— Goal —
Copy the listing below, swapping "marker" for "dot" everywhere it occurs and changing nothing else. Leave out the pictures.

— Records supplied —
-=-=-=-=-

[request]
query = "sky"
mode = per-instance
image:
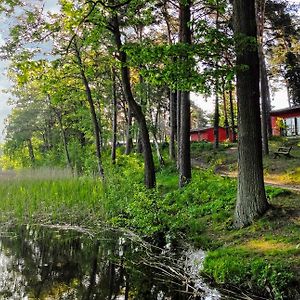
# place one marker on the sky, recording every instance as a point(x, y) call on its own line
point(279, 99)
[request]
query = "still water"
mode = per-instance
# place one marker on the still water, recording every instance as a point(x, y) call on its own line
point(64, 263)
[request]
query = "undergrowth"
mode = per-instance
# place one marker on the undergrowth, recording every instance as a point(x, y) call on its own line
point(201, 213)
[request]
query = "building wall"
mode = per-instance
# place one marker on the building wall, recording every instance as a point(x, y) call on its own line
point(208, 135)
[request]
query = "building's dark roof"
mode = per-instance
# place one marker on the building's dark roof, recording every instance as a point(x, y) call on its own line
point(203, 129)
point(279, 112)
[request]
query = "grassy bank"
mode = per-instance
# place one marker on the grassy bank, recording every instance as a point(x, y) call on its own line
point(263, 257)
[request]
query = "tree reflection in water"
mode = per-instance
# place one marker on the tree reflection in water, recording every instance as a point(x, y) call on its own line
point(44, 263)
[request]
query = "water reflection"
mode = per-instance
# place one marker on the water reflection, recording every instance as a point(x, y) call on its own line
point(43, 263)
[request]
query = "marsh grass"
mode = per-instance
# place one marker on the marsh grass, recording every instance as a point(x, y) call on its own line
point(48, 195)
point(265, 252)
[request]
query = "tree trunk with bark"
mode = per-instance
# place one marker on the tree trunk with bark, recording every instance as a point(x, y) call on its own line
point(178, 116)
point(226, 123)
point(89, 97)
point(185, 173)
point(251, 198)
point(149, 171)
point(173, 125)
point(115, 117)
point(232, 116)
point(264, 83)
point(216, 118)
point(63, 137)
point(129, 143)
point(31, 151)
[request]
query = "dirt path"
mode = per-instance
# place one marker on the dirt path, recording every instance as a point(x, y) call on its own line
point(268, 182)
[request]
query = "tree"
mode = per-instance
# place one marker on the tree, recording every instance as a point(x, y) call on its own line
point(184, 158)
point(251, 197)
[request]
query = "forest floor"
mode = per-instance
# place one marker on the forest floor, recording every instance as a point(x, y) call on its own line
point(263, 257)
point(282, 172)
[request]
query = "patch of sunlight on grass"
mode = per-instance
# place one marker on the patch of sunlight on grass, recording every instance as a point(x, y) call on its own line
point(267, 246)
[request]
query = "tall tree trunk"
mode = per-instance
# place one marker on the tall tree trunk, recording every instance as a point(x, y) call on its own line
point(129, 144)
point(92, 111)
point(63, 137)
point(185, 173)
point(139, 143)
point(264, 85)
point(251, 197)
point(216, 117)
point(232, 116)
point(173, 124)
point(226, 123)
point(149, 171)
point(178, 116)
point(217, 109)
point(114, 120)
point(31, 151)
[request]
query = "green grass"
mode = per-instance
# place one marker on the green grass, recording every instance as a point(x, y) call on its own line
point(201, 213)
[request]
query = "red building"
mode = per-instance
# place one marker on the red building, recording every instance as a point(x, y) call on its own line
point(207, 134)
point(286, 121)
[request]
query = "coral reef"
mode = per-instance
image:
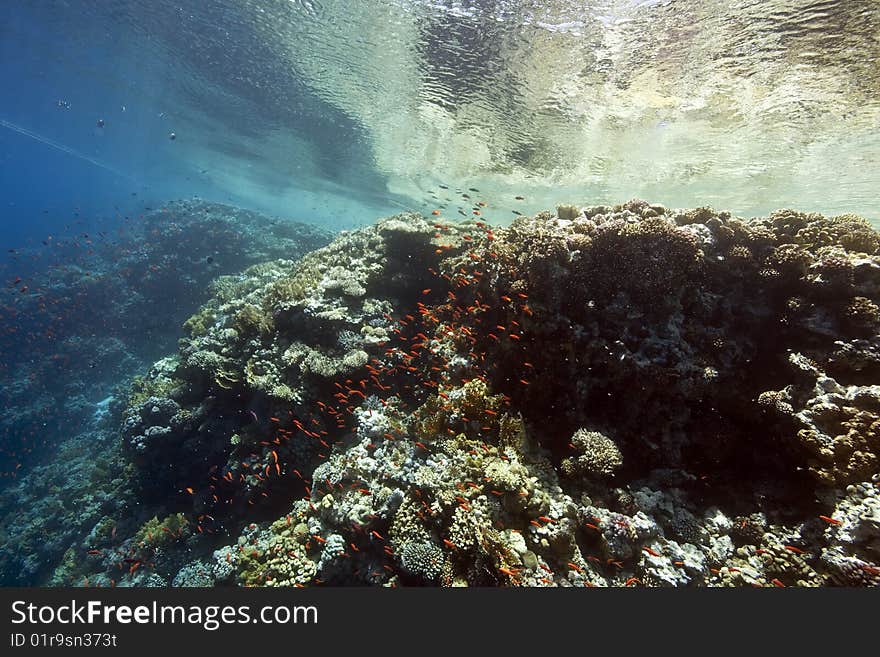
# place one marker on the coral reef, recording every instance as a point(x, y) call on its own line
point(605, 396)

-=-=-=-=-

— Correct result —
[request]
query = "sky"
mode = per-instance
image:
# place one dot on the sky, recording every instance as a point(x, y) call on its own line
point(279, 99)
[request]
query = "still water"
mode = per-instance
# place one dot on the still water, recording every instance as a point(x, y) call on its own line
point(64, 263)
[request]
query = "undergrowth"
mode = per-instance
# place one dot on the undergrowth, recording every instance as a point(x, y) call on its own line
point(201, 213)
[request]
query = "building wall"
mode = per-instance
# place one dot on the building wall, recording every instance as a point(x, y) call on its own line
point(208, 135)
[request]
query = "building's dark roof"
mode = per-instance
# place one dot on the building's dark roof, recording every instance as a point(x, y) call on its own line
point(203, 129)
point(279, 112)
[request]
query = "grassy bank"
mode = per-instance
# place one dot on the grassy bank, recording every instance as a point(x, y) call on its own line
point(263, 257)
[request]
query = "tree reflection in water"
mode = per-instance
# place one dot on the tree reflection in water, recording every instance as a point(x, y) call on its own line
point(44, 263)
[request]
query = "water reflection"
mode = per-instance
# place one dot on the water reflection, recording every instance as a point(x, y) call on its own line
point(43, 263)
[request]
query = "marsh grass"
mode = per-instance
# place one dot on the marsh grass, recording every instance as a point(x, y) call on its own line
point(48, 195)
point(265, 252)
[request]
query = "tree trunk with bark"
mode = per-instance
# place one dot on the tree trunk with bark, recording every instance as a point(x, y) call on its own line
point(178, 116)
point(226, 123)
point(89, 97)
point(185, 173)
point(251, 198)
point(149, 171)
point(173, 125)
point(115, 117)
point(232, 116)
point(264, 83)
point(216, 118)
point(63, 137)
point(129, 143)
point(31, 151)
[request]
query = "dirt path"
mode = per-instance
# place one dot on the dirt path, recording every instance as a point(x, y) call on its own line
point(268, 182)
[request]
query = "tree"
mode = per-instance
# place one dot on the tree, recording every instance as a point(x, y) call on its own line
point(184, 158)
point(251, 197)
[request]
query = "forest floor"
mode = per-instance
# place one dot on the forest floor, recording every instance as a point(x, y) call on its own line
point(263, 257)
point(282, 172)
[request]
query = "patch of sunlight on grass"
mode = per-instance
# place one dot on the patch of sunlight on grass, recording every instance as a point(x, y) call on its own line
point(267, 246)
[request]
query = "tall tree trunk"
mode = per-instance
# place one dot on the tall tree trunk, recording every instance as a point(x, y) call on its own line
point(129, 144)
point(92, 111)
point(63, 137)
point(185, 173)
point(139, 143)
point(264, 85)
point(251, 197)
point(216, 117)
point(232, 116)
point(173, 124)
point(226, 123)
point(149, 171)
point(178, 116)
point(217, 109)
point(114, 120)
point(31, 151)
[request]
query = "green grass"
mode = per-instance
# place one dot on the green grass, recording every instance as a point(x, y) call on its own line
point(201, 213)
[request]
query = "red building"
mode = per-instance
# place one dot on the red building, recording every instance as a point(x, y) call on its own line
point(207, 134)
point(286, 121)
[request]
query = "coral reef"
mode = per-instance
image:
# place one dot on the coral reef, recording every instance as a point(x, y) call on its own line
point(605, 396)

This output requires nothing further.